» WHAT THE EXERCISE ASKS
Swap "green cabbage" for "red cabbage" in the material, from the line containing "If you could put a point on the person" through the end of the material. Give only those lines again, with nothing else changed.

» PROVIDED ENTRIES
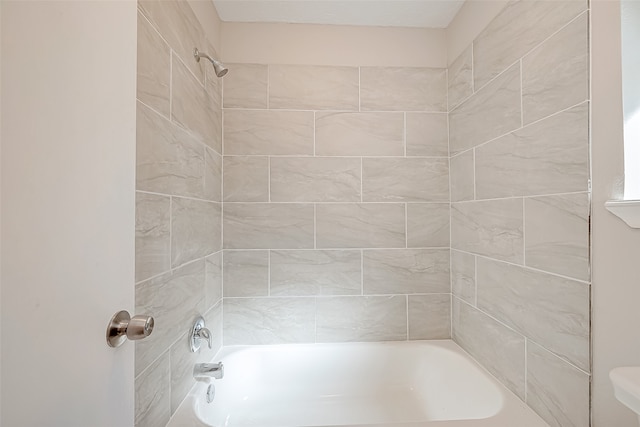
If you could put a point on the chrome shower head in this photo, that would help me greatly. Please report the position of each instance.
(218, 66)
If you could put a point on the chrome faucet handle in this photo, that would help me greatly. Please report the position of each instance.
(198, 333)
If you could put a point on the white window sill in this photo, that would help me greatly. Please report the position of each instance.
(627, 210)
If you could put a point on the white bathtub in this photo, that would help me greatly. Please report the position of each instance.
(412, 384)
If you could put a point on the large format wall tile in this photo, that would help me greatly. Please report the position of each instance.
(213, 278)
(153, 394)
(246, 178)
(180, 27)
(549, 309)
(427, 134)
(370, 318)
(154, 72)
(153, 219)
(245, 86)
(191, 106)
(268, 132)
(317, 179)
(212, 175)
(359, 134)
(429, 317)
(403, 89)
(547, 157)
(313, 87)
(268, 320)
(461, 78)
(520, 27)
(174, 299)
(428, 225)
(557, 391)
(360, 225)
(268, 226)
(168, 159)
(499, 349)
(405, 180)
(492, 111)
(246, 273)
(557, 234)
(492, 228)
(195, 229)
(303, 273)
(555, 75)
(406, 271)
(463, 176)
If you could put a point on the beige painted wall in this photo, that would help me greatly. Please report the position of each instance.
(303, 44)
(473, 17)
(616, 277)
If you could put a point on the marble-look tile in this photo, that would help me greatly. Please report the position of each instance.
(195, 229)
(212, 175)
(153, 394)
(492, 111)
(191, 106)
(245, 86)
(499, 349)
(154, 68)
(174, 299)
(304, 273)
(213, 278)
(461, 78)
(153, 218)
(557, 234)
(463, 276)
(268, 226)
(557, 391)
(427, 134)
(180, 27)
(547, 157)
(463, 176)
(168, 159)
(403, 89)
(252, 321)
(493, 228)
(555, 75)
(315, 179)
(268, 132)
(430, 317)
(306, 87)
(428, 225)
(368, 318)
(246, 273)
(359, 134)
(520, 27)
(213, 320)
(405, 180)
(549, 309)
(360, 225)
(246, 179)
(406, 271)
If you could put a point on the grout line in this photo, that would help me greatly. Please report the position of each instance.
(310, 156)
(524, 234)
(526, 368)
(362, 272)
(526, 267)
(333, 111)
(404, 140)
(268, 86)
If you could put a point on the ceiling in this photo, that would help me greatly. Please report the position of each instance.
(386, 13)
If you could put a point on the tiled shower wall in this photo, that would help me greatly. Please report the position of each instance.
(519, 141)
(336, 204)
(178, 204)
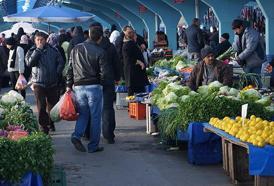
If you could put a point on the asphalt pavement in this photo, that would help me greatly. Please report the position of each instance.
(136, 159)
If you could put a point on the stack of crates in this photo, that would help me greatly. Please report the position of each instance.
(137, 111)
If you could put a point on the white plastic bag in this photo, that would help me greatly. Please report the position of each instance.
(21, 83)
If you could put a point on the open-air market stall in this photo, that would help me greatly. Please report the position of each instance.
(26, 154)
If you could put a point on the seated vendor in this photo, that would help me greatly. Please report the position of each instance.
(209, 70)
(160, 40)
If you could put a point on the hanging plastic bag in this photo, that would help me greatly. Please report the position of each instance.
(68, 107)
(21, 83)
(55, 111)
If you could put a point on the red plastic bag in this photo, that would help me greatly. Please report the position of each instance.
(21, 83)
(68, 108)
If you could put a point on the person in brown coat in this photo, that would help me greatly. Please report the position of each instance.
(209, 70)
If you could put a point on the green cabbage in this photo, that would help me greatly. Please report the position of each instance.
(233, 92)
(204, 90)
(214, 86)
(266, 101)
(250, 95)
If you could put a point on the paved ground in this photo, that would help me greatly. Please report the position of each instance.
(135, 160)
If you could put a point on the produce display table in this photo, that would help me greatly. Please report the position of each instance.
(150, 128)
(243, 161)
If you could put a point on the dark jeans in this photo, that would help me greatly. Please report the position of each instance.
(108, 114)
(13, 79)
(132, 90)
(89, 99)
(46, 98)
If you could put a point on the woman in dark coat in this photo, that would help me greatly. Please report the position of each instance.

» EXERCISE RESULT
If you could put a point on the person in brown coat in this photo, that would help me greatly. Please report the position of each instance.
(209, 70)
If you could put a point on the red cabbage in this photo, that would help me greatly. Please report the position of each instance.
(233, 92)
(204, 90)
(214, 86)
(266, 101)
(250, 95)
If you could put a point on the paved ground in this photo, that would help me greatly. Please report the position of each instance.
(135, 160)
If you could put a point on the produce display table in this photo, that would help me greatly. Please report the position of each instance.
(150, 128)
(243, 161)
If you could put a point on the dark jeans in this photo, that would help me greatly. Please report the position of each instance.
(108, 114)
(13, 79)
(132, 90)
(89, 99)
(46, 98)
If you could put a point on the woman in dark coat in this photo, that would help me greatly. Please report the position of each instance.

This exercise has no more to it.